PROBLEM: Reproduce the text of each of the rows below verbatim, leaving out the pictures.

SUPPLIED DATA:
....................
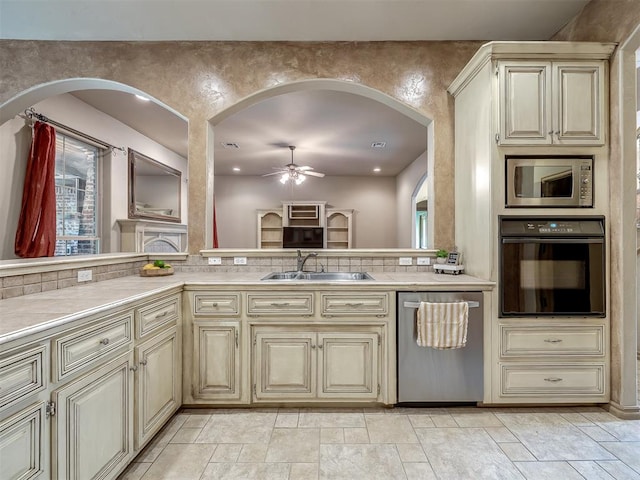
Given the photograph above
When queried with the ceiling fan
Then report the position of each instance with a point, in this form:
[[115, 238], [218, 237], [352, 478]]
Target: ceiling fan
[[293, 172]]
....................
RESPONSE BELOW:
Given the photograph above
When queried with the ceiling fan
Then report the position of each instance with a point, in this form:
[[115, 238], [218, 237], [352, 478]]
Target: ceiling fan
[[293, 172]]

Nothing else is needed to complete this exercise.